In the listing below, rewrite the stretch from the line containing "Put a pin on every instance of the glass base" through the line containing "x=107 y=127", requests included. Scale every x and y coordinate in the answers by 1.2 and round it to a whole number, with halves rounded up.

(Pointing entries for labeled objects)
## Begin

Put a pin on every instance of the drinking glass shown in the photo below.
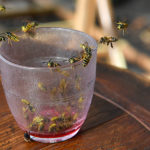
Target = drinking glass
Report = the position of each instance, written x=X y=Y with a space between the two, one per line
x=49 y=103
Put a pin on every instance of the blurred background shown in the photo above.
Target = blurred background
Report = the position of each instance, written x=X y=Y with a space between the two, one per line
x=95 y=17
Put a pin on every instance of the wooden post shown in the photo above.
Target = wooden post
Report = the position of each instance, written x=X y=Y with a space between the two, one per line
x=105 y=10
x=85 y=15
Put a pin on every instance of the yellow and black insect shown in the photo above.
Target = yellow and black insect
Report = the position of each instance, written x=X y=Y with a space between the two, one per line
x=3 y=38
x=27 y=137
x=86 y=60
x=29 y=106
x=74 y=59
x=29 y=27
x=122 y=26
x=10 y=36
x=108 y=40
x=87 y=54
x=38 y=122
x=2 y=8
x=52 y=64
x=87 y=49
x=41 y=86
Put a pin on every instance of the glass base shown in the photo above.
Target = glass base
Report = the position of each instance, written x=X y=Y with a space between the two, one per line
x=54 y=140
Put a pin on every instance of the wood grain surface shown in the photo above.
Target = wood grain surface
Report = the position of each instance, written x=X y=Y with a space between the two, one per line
x=106 y=127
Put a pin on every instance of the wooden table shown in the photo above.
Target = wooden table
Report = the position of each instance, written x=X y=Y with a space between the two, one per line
x=107 y=127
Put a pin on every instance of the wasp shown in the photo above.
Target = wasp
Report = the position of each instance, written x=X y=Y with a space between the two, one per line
x=122 y=26
x=10 y=36
x=41 y=86
x=27 y=137
x=74 y=59
x=87 y=54
x=3 y=38
x=29 y=106
x=52 y=64
x=2 y=8
x=38 y=122
x=87 y=49
x=86 y=59
x=108 y=40
x=29 y=28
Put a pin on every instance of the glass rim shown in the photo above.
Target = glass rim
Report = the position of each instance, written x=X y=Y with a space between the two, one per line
x=51 y=68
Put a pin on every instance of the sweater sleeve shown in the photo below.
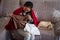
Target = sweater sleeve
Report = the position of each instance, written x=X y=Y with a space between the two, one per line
x=34 y=18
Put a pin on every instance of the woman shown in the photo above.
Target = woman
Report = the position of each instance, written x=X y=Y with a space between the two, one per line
x=26 y=9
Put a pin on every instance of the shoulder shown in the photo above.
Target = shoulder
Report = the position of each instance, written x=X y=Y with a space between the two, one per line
x=18 y=10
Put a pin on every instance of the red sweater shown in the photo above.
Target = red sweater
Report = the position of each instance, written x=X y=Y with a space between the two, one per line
x=10 y=25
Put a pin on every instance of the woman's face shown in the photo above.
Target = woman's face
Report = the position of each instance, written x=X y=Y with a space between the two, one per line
x=26 y=9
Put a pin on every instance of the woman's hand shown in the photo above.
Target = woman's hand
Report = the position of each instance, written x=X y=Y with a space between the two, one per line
x=30 y=18
x=10 y=15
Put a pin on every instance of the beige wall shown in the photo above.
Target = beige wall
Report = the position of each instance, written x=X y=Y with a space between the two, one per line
x=10 y=5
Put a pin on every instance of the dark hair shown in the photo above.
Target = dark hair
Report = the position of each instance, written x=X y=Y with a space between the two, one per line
x=28 y=4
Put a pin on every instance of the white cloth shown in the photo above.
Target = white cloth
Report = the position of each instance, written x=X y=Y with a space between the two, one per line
x=31 y=28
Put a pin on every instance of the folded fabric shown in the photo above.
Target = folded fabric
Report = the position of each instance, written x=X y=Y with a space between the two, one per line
x=19 y=21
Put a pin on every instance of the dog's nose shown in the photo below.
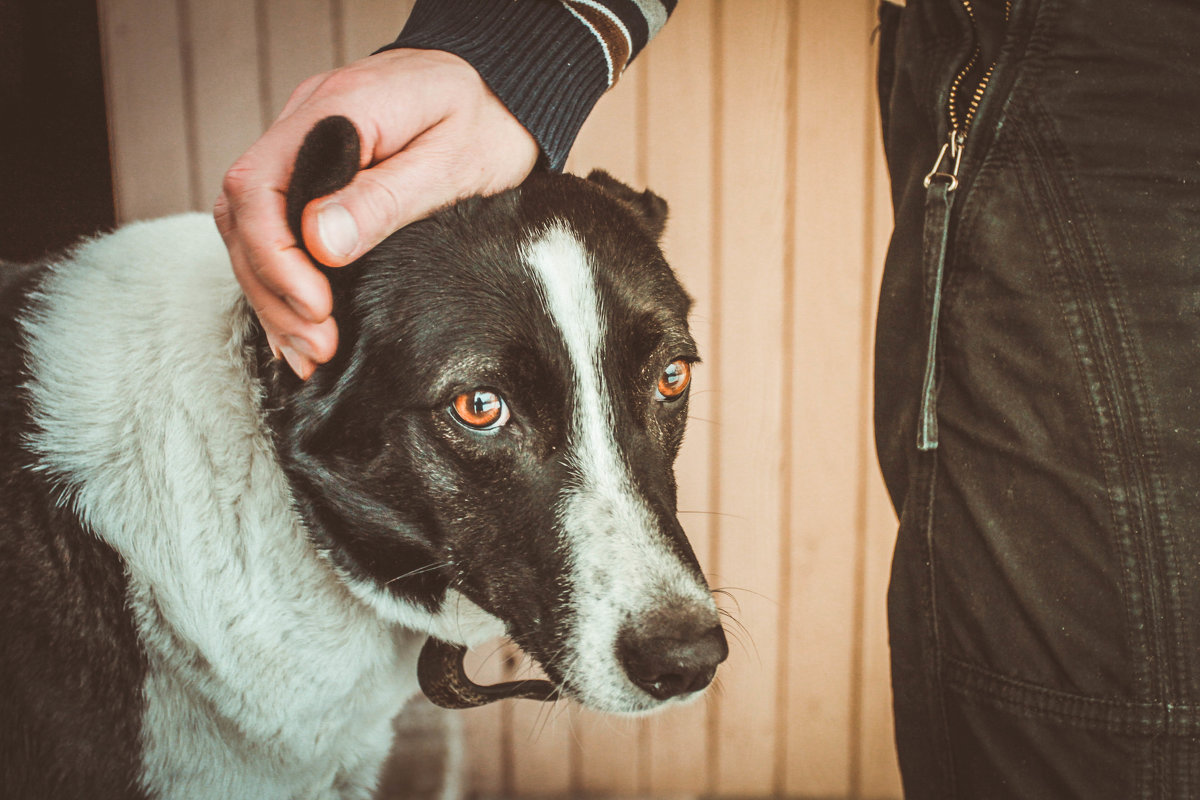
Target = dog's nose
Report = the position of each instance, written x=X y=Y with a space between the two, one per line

## End

▶ Solution to the exercise:
Put a pin on every instance of the glass base shown in the photo above.
Target = glass base
Report = the position of each instance, written x=X y=Y with a space between the two, one per line
x=65 y=168
Put a pin on every instance of the wood grain surface shown in the photo above.
Target = wood grain surface
Report = the position of each instance, written x=X y=Y with a space between the two, one per line
x=127 y=152
Put a pin on every instance of the wooden table shown in the photo above.
Target = wooden table
Report = the position of each instance, written x=X y=Y with a space between the two, one per line
x=128 y=152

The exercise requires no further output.